» **Text provided**:
•••••

Heidegger's notion of Befindlichkeit is usually translated as mood, state-of-mind, or disposedness. Yet when taken more literally, John Macquarrie's translation as "the state in which one may be found" becomes pertinent (BT 172n2). Heidegger will also refer to this aspect of being-in-the-world in terms of one's "Being-attuned." By this, he means one's manner of being in touch with oneself and the world or one's manner of resonating with that which is. Mood is that aspect of being-in-the-world that corresponds to Dasein's thrownness, which refers to the fact that it always finds itself as always already in the world. Dasein always finds itself as being always already in some mood. Heidegger writes:

in every case Dasein always has some mood…A mood makes manifest "how one is, and how one is fairing." [BT 173]

Moods disclose the world with a type of certainty that Heidegger describes as facticity, or the "that it is and has to be" (BT 174). The type of certainty involved is not the kind of certainty that Dasein might have about entities present-at-hand within-the-world. It is never "something that we can come across by beholding it" (BT 174). Instead, the type of certainty disclosed by moods is the certainty of facticity, which lies in the fact that one can never be the author of one's moods, and moods always disclose the nature of the world to one in ways that, though not rationally deduced, cannot be denied. The mood is thrust upon me, and consequently the world is disclosed to me as having a particular kind of character. Whether it be joyous, burdensome, eerie, irreverent, terrifying, or uncanny, the world is given to me as having this character, and while thrown into such a mood, Dasein is certain that it discloses the world as it really is.

•••••

» **Data section**:
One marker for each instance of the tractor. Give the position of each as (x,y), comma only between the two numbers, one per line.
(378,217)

•••••

» **Instructions for the task**:
From the passage on Heidegger's notion of mood above, list every character that the passage says the world may be given to me as having while I am thrown into a mood.

» **Output below**:
joyous, burdensome, eerie, irreverent, terrifying, uncanny